> Task set
- 1) Please print the part of the post about the Wylie Agency starting at "And, yes, I" and ending at "better since then.".
- 2) In the post about the Wylie Agency, what name did Wylie and Amazon.com unveil for their venture?

> Source text
I have to admit the move came as a bit of a surprise to me -- mainly because of all the useless figures in publishing the 'literary' agent -- the ultimate in middle-men -- has always struck me as the most useless.
Sure, everyone can now self-publish, so publishers are also hanging on by some very dubious threads, but they seem to have some advantages that, if they ever get their act together, might allow them to continue in business (distribution advantages, marketing clout, reputation (yes, I can hardly keep from laughing as I write it, but ...); but 'literary' agents ? they seem entirely pointless.
(And yet they've made themselves ... well, indispensable and central -- or at least made publishers (and authors) treat them as such.
I hope they enjoy their run while it lasts: I can't see that being long.)
And, yes, I never figured one would do what turns out to be the obvious end-run and simply knock out that other relatively superfluous middleman, and become publishers (or at least the semblance thereof) themselves.
It is an inspired move -- though I think the estates (and the few living clients) that signed on are absolutely nuts in this case (on the other hand, they're all earning enough that they can live with experiments like this).
So, of course, the reactions have been pouring in.
Alison Flood's Celebrated authors bypass publishing houses to sell ebooks via Amazon in The Guardian is a good introductory overview, but things have gotten better since then.
John Sargent's Macmillan Response to Wylie Exclusive Publishing Deal focuses on the major flaw in Wylie pretending to be a publisher:
I am appalled, however, that Andrew has chosen to give his list exclusively to a single retailer.
A basic tenet of publishing is that our function is to reach as many readers as we can.
Actually reach readers ?
There's an idea -- but it's never been Wylie's (as I have often complained).
Wylie only sees dollar signs -- though often his gaze is very, very short-sighted.
This time too.
As Black Plastic Glasses already noted in a post (via) last week:
By attacking ebook royalties in this manner, a trap is set by those seeking to maximize short-term profits at the expense of all else.
The object of this ploy is to dissect the intellectual property into as many different pieces as possible and negotiate them on the open market in order to maximize the "deal."
The problem with that approach is that successful and coherent publishing is not the sum of individual publishing rights, but rather the gestalt work presented coherently to a global audience.
Viewing the ebook out of the context of the rest of the work gets us nowhere.
We must understand how ebooks fit into the publishing ecosphere and only then can we determine what the right royalty should be.
(Oh, how Wylie must laugh at concepts like 'publishing ecosphere' .....
Too bad his clients can't laugh with him, since his misguided notions come at their expense.)
It's only been a bit more than a day since Wylie and Amazon.com unveiled this 'Odyssey Editions' and already at least one publisher has hit back where it hurts: as, for example, Rachel Deahl reports at a Publishers Weekly weblog, Don't Mess With Random House: Pub Says It Won't Do Business With Wylie Agency.
Apparently Random House has let it be known:
The Wylie Agency's decision to sell e-books exclusively to Amazon for titles which are subject to active Random House agreements undermines our longstanding commitments to and investments in our authors, and it establishes this Agency as our direct competitor.
Therefore, regrettably, Random House on a worldwide basis will not be entering into any new English-language business agreements with the Wylie Agency until this situation is resolved.

> Provided material
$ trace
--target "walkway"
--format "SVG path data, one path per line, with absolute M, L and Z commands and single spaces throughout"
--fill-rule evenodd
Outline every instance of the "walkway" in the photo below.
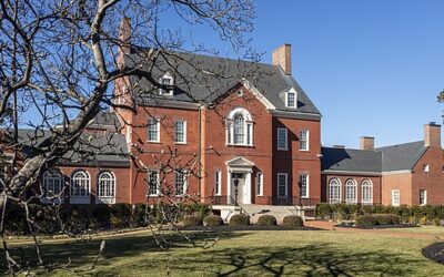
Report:
M 354 233 L 354 234 L 369 234 L 369 235 L 377 235 L 377 236 L 389 236 L 389 237 L 406 237 L 406 238 L 424 238 L 424 239 L 444 239 L 444 227 L 443 233 L 441 235 L 436 234 L 426 234 L 426 233 L 415 233 L 415 227 L 412 227 L 412 232 L 400 232 L 393 229 L 359 229 L 359 228 L 345 228 L 345 227 L 335 227 L 336 223 L 331 222 L 321 222 L 321 220 L 307 220 L 305 222 L 305 226 L 315 227 L 325 230 L 334 230 L 341 233 Z M 405 229 L 405 228 L 403 228 Z

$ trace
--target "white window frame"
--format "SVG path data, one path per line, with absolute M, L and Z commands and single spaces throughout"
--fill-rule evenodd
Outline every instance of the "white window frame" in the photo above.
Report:
M 353 198 L 351 197 L 349 189 L 353 189 Z M 345 181 L 345 203 L 346 204 L 356 204 L 357 203 L 357 184 L 353 178 L 349 178 Z
M 290 94 L 294 95 L 293 105 L 290 105 L 290 102 L 289 102 Z M 297 107 L 297 92 L 294 89 L 291 89 L 290 91 L 285 92 L 285 106 L 286 107 L 294 107 L 294 109 Z
M 284 134 L 284 138 L 282 138 L 282 140 L 284 140 L 284 142 L 285 142 L 285 146 L 282 146 L 281 145 L 281 137 L 280 137 L 280 135 L 281 135 L 281 132 L 283 132 L 282 134 Z M 289 150 L 289 130 L 286 129 L 286 127 L 278 127 L 278 140 L 276 140 L 276 147 L 278 147 L 278 150 L 280 150 L 280 151 L 287 151 Z
M 104 178 L 103 176 L 108 175 L 110 178 Z M 101 182 L 109 182 L 108 185 L 110 185 L 110 195 L 101 195 L 102 194 L 102 189 L 100 189 L 101 187 Z M 115 186 L 117 184 L 117 179 L 115 179 L 115 175 L 113 172 L 110 171 L 103 171 L 99 173 L 99 177 L 98 177 L 98 183 L 97 183 L 97 202 L 98 203 L 103 203 L 103 204 L 114 204 L 115 203 Z
M 337 198 L 332 198 L 332 188 L 333 188 L 333 182 L 336 182 L 334 185 L 334 188 L 337 188 Z M 342 202 L 342 184 L 341 179 L 339 178 L 332 178 L 329 181 L 329 203 L 330 204 L 335 204 L 335 203 L 341 203 Z
M 236 115 L 241 114 L 243 116 L 243 140 L 242 142 L 234 142 L 234 119 Z M 234 146 L 254 146 L 254 124 L 249 111 L 243 107 L 236 107 L 230 112 L 226 117 L 225 127 L 225 143 L 226 145 Z
M 256 195 L 263 196 L 263 172 L 256 173 Z
M 369 189 L 370 192 L 365 192 L 365 189 Z M 366 193 L 369 193 L 370 199 L 365 197 Z M 373 204 L 373 182 L 371 179 L 365 178 L 361 182 L 361 204 Z
M 214 172 L 214 195 L 222 195 L 222 171 Z
M 154 194 L 152 194 L 151 193 L 151 189 L 150 189 L 150 185 L 151 185 L 151 174 L 153 174 L 153 173 L 155 173 L 155 176 L 157 176 L 157 178 L 155 178 L 155 193 Z M 161 194 L 160 194 L 160 172 L 159 171 L 157 171 L 157 170 L 151 170 L 151 171 L 148 171 L 148 176 L 147 176 L 147 196 L 148 197 L 159 197 Z
M 164 80 L 168 80 L 169 82 L 163 82 Z M 163 84 L 163 85 L 174 85 L 174 79 L 173 76 L 167 72 L 163 76 L 159 78 L 159 83 Z M 165 90 L 162 88 L 159 88 L 159 95 L 169 95 L 172 96 L 173 95 L 174 90 L 170 89 L 170 90 Z
M 285 177 L 285 195 L 280 194 L 280 187 L 281 187 L 281 176 Z M 279 198 L 285 198 L 289 196 L 289 174 L 287 173 L 278 173 L 278 197 Z
M 303 177 L 305 177 L 305 194 L 302 195 L 301 198 L 310 198 L 310 175 L 307 173 L 301 173 L 299 175 L 299 181 L 302 183 Z M 301 185 L 302 188 L 302 185 Z
M 303 137 L 302 134 L 303 133 L 305 133 L 305 140 L 304 141 L 302 140 L 302 137 Z M 310 131 L 306 130 L 306 129 L 301 130 L 299 135 L 300 135 L 299 136 L 299 150 L 300 151 L 310 151 Z M 302 147 L 302 142 L 305 142 L 305 147 Z
M 152 124 L 153 122 L 155 122 L 155 124 Z M 150 137 L 150 132 L 154 132 L 154 131 L 150 130 L 151 126 L 155 126 L 157 140 L 151 140 L 151 137 Z M 153 119 L 153 117 L 150 117 L 148 120 L 148 133 L 147 133 L 147 136 L 148 136 L 147 137 L 148 142 L 160 143 L 160 120 Z
M 182 132 L 183 132 L 183 140 L 178 141 L 178 123 L 182 123 Z M 174 122 L 174 143 L 175 144 L 186 144 L 186 121 L 185 120 L 178 120 Z
M 182 193 L 178 194 L 178 175 L 182 175 Z M 185 196 L 188 188 L 188 174 L 186 172 L 174 172 L 174 194 L 175 196 Z
M 52 183 L 52 187 L 56 188 L 58 186 L 58 192 L 52 192 L 48 189 L 50 186 L 49 183 Z M 64 186 L 64 176 L 63 173 L 61 173 L 59 170 L 51 168 L 47 172 L 43 173 L 43 189 L 44 189 L 44 195 L 42 197 L 42 203 L 60 203 L 64 196 L 61 194 L 63 191 Z M 51 192 L 51 195 L 48 195 L 48 193 Z
M 79 177 L 77 179 L 75 175 L 83 173 L 83 177 Z M 88 185 L 87 195 L 74 195 L 73 192 L 77 188 L 75 182 L 83 182 Z M 75 186 L 74 186 L 75 185 Z M 91 175 L 88 171 L 79 170 L 72 173 L 71 175 L 71 187 L 70 187 L 70 203 L 71 204 L 90 204 L 91 202 Z
M 397 193 L 397 202 L 395 199 L 395 194 Z M 401 205 L 401 192 L 400 189 L 392 189 L 392 206 L 398 207 Z
M 424 203 L 421 203 L 421 194 L 424 193 Z M 420 189 L 420 206 L 425 206 L 427 205 L 427 189 Z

> Answers below
- 1)
And, yes, I never figured one would do what turns out to be the obvious end-run and simply knock out that other relatively superfluous middleman, and become publishers (or at least the semblance thereof) themselves.
It is an inspired move -- though I think the estates (and the few living clients) that signed on are absolutely nuts in this case (on the other hand, they're all earning enough that they can live with experiments like this).
So, of course, the reactions have been pouring in.
Alison Flood's Celebrated authors bypass publishing houses to sell ebooks via Amazon in The Guardian is a good introductory overview, but things have gotten better since then.

- 2) Odyssey Editions